== Exercise description ==
Please answer these questions from the forum thread below about waiting on PR and a spousal visa renewal:
(a) On what date does harman007's spousal visa expire?
(b) How long has oceanracer been waiting for results?
(c) When does MrTshiko's TR Permit expire?

# Waiting for PR and Spousal visa renewal same time



## harman007 (Mar 13, 2015)

Hi all, I applied for my PR last year. Then, had to apply for renewal of spousal visa as its expiring on May 15. 

Now what happens if my spousal visa renewal is declined, I don't apeal and after couple of months my PR arrives? (If its possible) Will I be undesired still or DHA can reject my PR too? 

I couldn't attach the police clearance when I applied for the renewal, I did attach the receipt of Police clearance application with an affaidavait stating why I couldn't attach the police clearance (south african). 

My PR application was complete and there is nothing short. I even attached my SAQA certificate with the PR application. 

I will appreciate all the suggestions.


----------



## oceanracer (Mar 10, 2015)

Hi harman007,
This is exactly what happened to me.. read my previous posts. I applied for PRP and while waiting I had to renew my TRP which was arbitrary denied (foreign police clearance issue). I had to appeal and I am still waiting for the results of DHA arbitrary decision (read Tony56 excellent post on that titled "Rejection and Appeals: What to do when your application has been rejected.") . Anticipating when you will get any results from DHA is a Wild-Ass Guess and required a lots of patience. perhaps hiring an immigration consultant might speed things up. I have been waiting for more than 3 months now. Good luck with your dealing with DHA.


----------



## MrTshiko (May 27, 2014)

Was it an option to apply for the TR renewal at the same time you applied for the PR?

I will be in a similar situation later this year. I have a TR visa through my wife. Come September 2015 we will be married for five years, so at that time I will apply for the PR. My TR Permit expires in April 2016. I know the PR process is long, so I imagine my TR will expire before my PR arrives.

== Supplied records ==
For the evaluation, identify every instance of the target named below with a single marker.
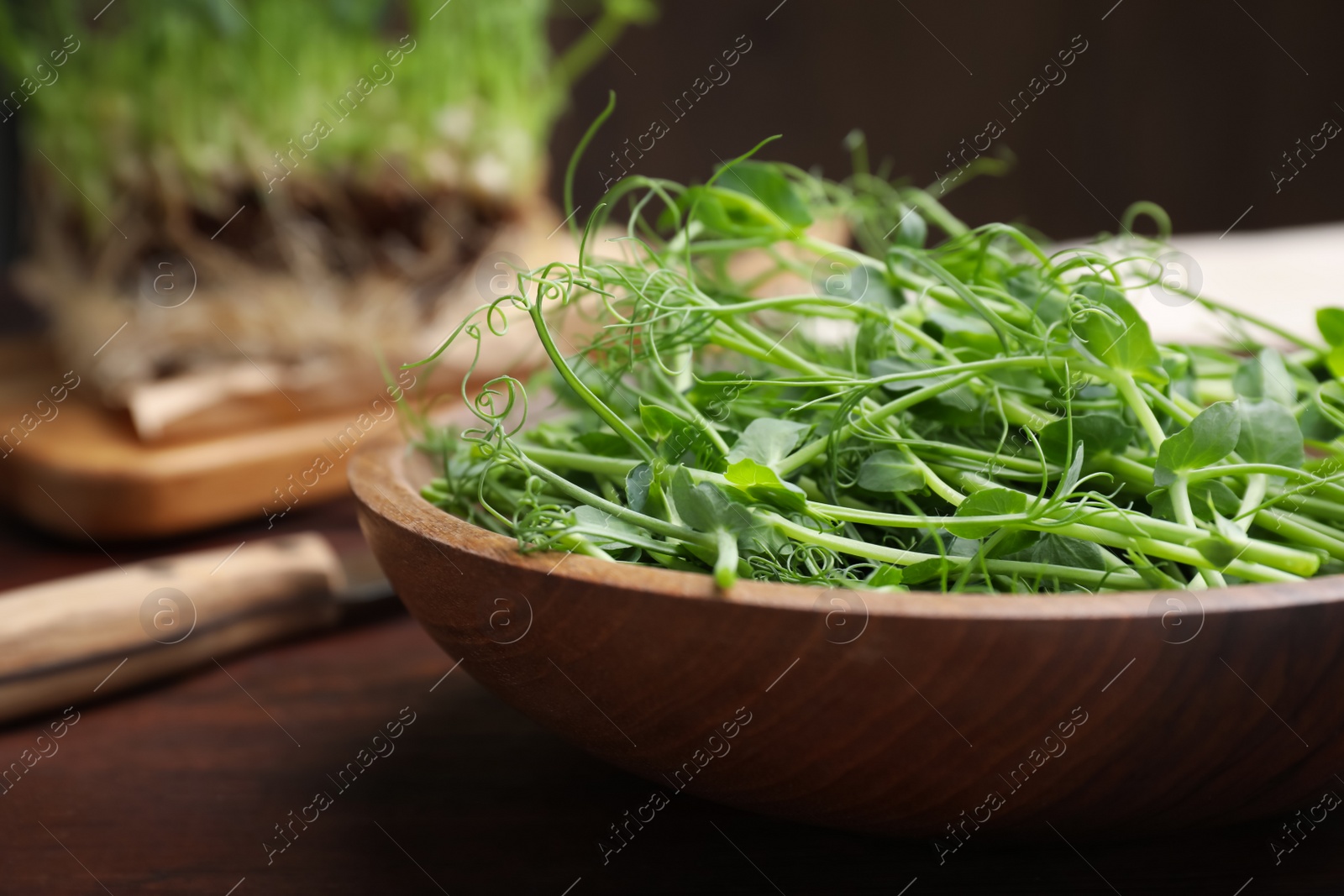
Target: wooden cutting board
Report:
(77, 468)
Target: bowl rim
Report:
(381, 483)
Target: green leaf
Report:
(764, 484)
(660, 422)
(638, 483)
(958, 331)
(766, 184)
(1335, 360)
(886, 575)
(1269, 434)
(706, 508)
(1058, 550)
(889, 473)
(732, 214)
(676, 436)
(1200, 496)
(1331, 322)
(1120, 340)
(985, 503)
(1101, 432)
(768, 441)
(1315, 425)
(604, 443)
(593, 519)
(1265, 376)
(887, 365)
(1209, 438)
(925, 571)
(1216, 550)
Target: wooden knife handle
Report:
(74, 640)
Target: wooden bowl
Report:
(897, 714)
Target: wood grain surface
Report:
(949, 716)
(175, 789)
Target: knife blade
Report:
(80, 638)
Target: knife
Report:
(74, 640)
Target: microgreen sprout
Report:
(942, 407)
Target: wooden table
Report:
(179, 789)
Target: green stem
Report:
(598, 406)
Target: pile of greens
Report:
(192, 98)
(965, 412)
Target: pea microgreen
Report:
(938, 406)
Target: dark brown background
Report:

== Output for this task ==
(a) May 15
(b) More than 3 months
(c) April 2016